** Opening MATERIAL FOR THIS TASK block **

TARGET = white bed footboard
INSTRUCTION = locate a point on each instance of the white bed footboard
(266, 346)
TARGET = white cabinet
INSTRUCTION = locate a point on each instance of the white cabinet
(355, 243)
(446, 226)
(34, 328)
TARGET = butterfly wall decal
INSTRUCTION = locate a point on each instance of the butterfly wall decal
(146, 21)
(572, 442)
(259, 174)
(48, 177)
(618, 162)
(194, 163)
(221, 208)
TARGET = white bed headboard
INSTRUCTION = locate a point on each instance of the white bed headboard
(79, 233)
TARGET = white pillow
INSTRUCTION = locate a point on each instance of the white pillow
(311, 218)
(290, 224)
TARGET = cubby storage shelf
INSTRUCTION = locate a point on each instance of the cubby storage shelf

** Closing MATERIAL FOR THIS TASK block **

TASK GOAL >>
Your answer should be the lines from the one that contains "the white cabinet" through the last line of the material, copied exactly.

TASK RESULT >>
INSTRUCTION = locate a point on each instance of the white cabinet
(355, 243)
(446, 226)
(34, 328)
TARGET = butterfly wall decal
INSTRUCTION = locate a point on each instance of the butterfly wall decal
(146, 21)
(572, 442)
(259, 174)
(48, 177)
(618, 162)
(194, 163)
(221, 208)
TARGET = white bed headboard
INSTRUCTION = locate a point on each instance of the white bed headboard
(79, 233)
TARGET = white pillow
INSTRUCTION = locate a point on each instance of the white pillow
(311, 218)
(290, 224)
TARGET = cubby storage shelf
INSTRUCTION = locate a point on each instance of the cubby storage shelf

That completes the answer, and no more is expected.